§ **BEREITGESTELLTER AUSZUG**
■ ■ ■

Über die Ursachen der Legasthenie ist immer mehr bekannt. Ein schnelles Mittel dagegen fehlt aber weiterhin.

Lesen und Schreiben gehören zu den Grundfertigkeiten in unserer Gesellschaft. Wer sie nicht beherrscht, für den oder die ist vieles schwierig, wenn nicht gar unmöglich.

Speziell der auf Lernen durch Lesen und Schreiben ausgerichtete Schulunterricht stellt Kinder mit Legasthenie vor eine schier unüberwindbare Herausforderung – obwohl sie nicht weniger intelligent sind als ihre Klassenkameraden.

Forscher versuchen seit Jahren zu verstehen, warum Menschen mit Legasthenie das Lesen und Schreiben so schwerfällt. Inzwischen ist klar, dass das Erbgut eine wichtige Rolle bei der Ausbildung der Störung spielt.

Es gibt biologische Grundlagen für diese Behinderung – es ist nicht die Schuld der Betroffenen.
Autor: Silvia Brem

In Wechselwirkung mit der Umwelt führen Gene dazu, dass sich das Gehirn von Menschen mit Legasthenie anders entwickelt, als bei solchen ohne die Störung: Netzwerke im Hirn bilden sich anders aus und führen dazu, dass der Leseprozess weniger effizient abläuft.

Die Neurowissenschaftlerin Silvia Brem forscht an der Universität Zürich zu den Ursachen von Legasthenie im Gehirn. Die Erkenntnisse aus der Forschung seien für Betroffene eine Entlastung: «Es gibt gängige Vorurteile, dass diese Menschen nicht intelligent genug sind, dass sie faul sind. Das kann die Forschung entkräften. Es gibt biologische Grundlagen für diese Behinderung – es ist nicht die Schuld der Betroffenen.»

Ursachentherapie greift nicht

Die Ursachen von Legasthenie verstehen Forscher immer besser. Diese Erkenntnisse haben sich aber bisher noch nicht in wirksamen Therapien für Betroffene niedergeschlagen.

■ ■ ■

§ **BEREITGESTELLTE DATENSÄTZE**

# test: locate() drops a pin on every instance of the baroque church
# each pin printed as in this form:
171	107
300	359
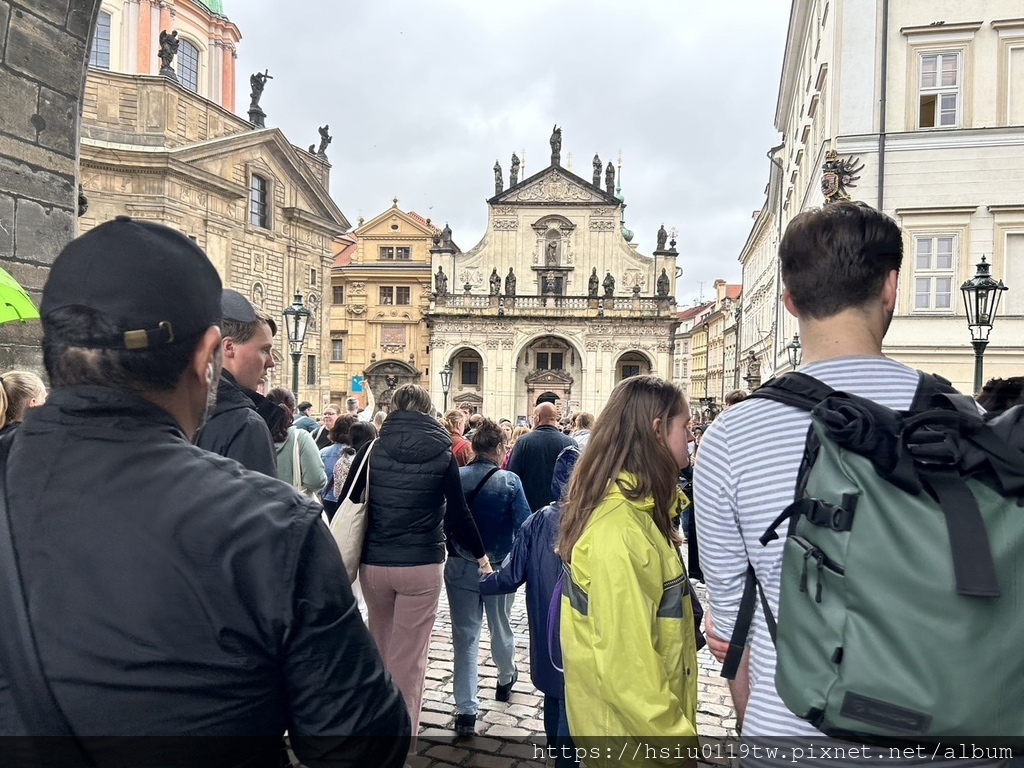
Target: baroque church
554	303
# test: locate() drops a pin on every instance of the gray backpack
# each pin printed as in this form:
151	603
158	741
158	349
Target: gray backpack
901	608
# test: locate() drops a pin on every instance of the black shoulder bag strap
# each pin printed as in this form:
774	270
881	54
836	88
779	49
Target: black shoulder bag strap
479	486
37	707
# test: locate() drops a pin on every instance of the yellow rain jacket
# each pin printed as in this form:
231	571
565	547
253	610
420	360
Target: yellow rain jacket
627	640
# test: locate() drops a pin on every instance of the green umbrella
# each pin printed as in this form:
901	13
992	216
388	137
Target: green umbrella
14	302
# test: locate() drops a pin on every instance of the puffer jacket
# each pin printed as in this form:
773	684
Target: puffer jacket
415	495
532	561
627	632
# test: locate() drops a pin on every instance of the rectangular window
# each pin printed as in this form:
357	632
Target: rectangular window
188	66
99	54
257	202
933	273
939	90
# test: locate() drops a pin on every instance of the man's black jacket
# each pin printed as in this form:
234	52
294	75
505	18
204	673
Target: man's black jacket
174	593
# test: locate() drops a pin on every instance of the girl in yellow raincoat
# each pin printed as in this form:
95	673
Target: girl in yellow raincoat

■ ■ ■

§ **ARBEITSAUFTRAG**
Führen Sie den Text über die Ursachen der Legasthenie im selben sachlichen Stil weiter, beginnend nach seinem letzten Satz.

§ **LÖSUNG**
Ursachentherapien, die an bestimmten Prozessen im Gehirn ansetzen, bringen Betroffenen bisher kaum etwas. Das liegt laut Silvia Brem auch daran, dass Legasthenie nicht eine einzige Ursache hat, sondern viele verschiedene Prozesse dabei eine Rolle spielen.

Man hat in zahlreichen Studien gesehen, dass es keine einfachen Lösungen gibt.
Autor: Silvia Brem

«Man hat in zahlreichen Studien gesehen, dass es keine einfachen Lösungen gibt», weiss die Professorin. «Man kann nicht einfach einen Prozess trainieren und danach geht alles.» Stattdessen müsse man bei ganz vielen Puzzleteilen ansetzen, damit es am Ende im Ganzen funktioniert.

Bei Therapien, die an den Ursachen ansetzen und Hoffnung auf schnelle und einfache Erfolge machen, rät Brem zu Vorsicht. «Es gibt viele Therapien, die bei den Ursachen ansetzen wollen, zum Beispiel bei der Wahrnehmung. Studien haben aber gezeigt, dass das nicht so viel bringt.»

Intensives Training bleibt die beste Therapie

Silvia Brem empfiehlt stattdessen intensives Lese- und Rechtschreibtraining, sogenannte Symptomtherapie. In wissenschaftlichen Studien haben solche Therapien die besten Effekte gezeigt. Der Grund: Sie trainieren alle Prozesse, die dem Lesen und Rechtschreiben zugrunde liegen.

Besonders effektiv sind solche Trainings gemäss Brem dann, wenn man früh mit ihnen beginne. «Kinder mit Legasthenie entwickeln wegen ihrer Situation oft auch soziale, emotionale oder psychologische Probleme.» Beim besten Willen nicht lesen oder schreiben zu können, ist unglaublich frustrierend. Werden die Kinder früh unterstützt, bleibt ihnen diese Erfahrung erspart.